Task #3362

Migrate Mentat system to new hardware

Added by Jan Mach over 2 years ago. Updated about 1 year ago.

Status:ClosedStart date:03/21/2017
Priority:HighDue date:
Assignee:Jan Mach% Done:

100%

Category:Installation
Target version:2.0

Description

Overall migration status (periodically updated)

  • (DONE) Install new base server
    • New server mentat-alt.cesnet.cz is ready and installed using Ansible
  • (DONE) Install Mentat system and Warden client on the server
    • Development version of Mentat system is installed on the server using Debian package system
    • Warden client is installed on the server and connected to production instance of Warden server
  • (IN PROGRESS) Perform data and service migration to new server
    • Prepare database migration scripts
    • Prepare filesystem migration scripts
    • Prepare utility migration scripts
    • Migrate the Mentat service
  • Verify functionality

General guidelines for migration process

  1. Day before migration lower the TTL of relevant DNS records for mentat-hub.cesnet.cz and mentat-alt.cesnet.cz servers
  2. Presynchronize filesystem data (rsync), so that the actual migration will be much quicker later.
    1. report attachments
    2. RRD databases and chart images
    3. cache files
    4. persistent state files
    5. runlog files? (maybe not necessary)
    6. log files? (maybe not necessary)
  3. Shut down Warden client on mentat-hub.cesnet.cz and mentat-alt.cesnet.cz servers and let Mentat empty all queues.
  4. Shut down Mentat systems on mentat-hub.cesnet.cz and mentat-alt.cesnet.cz servers
  5. Perform database migration
    1. users
    2. groups
    3. filters
    4. networks
    5. reports
    6. event statistics
  6. Perform filesystem migration - same data as above
  7. Perform configuration migration
    1. synchronize content of /etc/mentat configuration directory
  8. Switch warden client certificates between mentat-hub.cesnet.cz and mentat-alt.cesnet.cz servers
  9. Switch shibd configuration between mentat-hub.cesnet.cz and mentat-alt.cesnet.cz servers
  10. Switch hostnames and IP addresses between mentat-hub.cesnet.cz and mentat-alt.cesnet.cz servers
  11. Reboot both servers and pray to your favorite god, or as an atheist sit quietly with your hands in your lap
  12. Login to new mentat-hub.cesnet.cz and launch everything
    1. Launch Mentat backend services (daemons and scripts)

:: Dataset excerpt ::
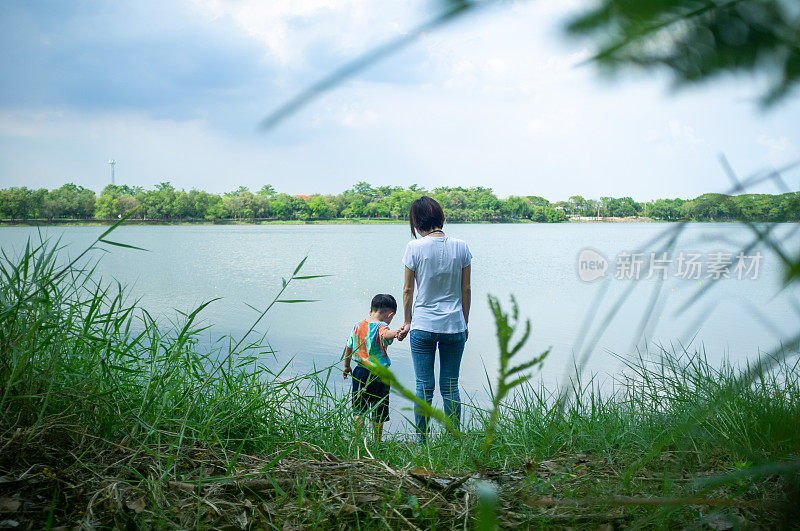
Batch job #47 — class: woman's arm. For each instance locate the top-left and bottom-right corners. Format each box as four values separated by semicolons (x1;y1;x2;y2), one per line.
461;264;472;337
403;267;414;332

:: Prompt ::
In the Mentat migration page above, condense the step that begins "Presynchronize filesystem data" into one sentence, keeping its main facts.

:: The completed task ::
Presynchronize the filesystem data with rsync (report attachments, RRD databases and chart images, cache files, persistent state files, and possibly runlog and log files) so that the actual migration goes much faster later.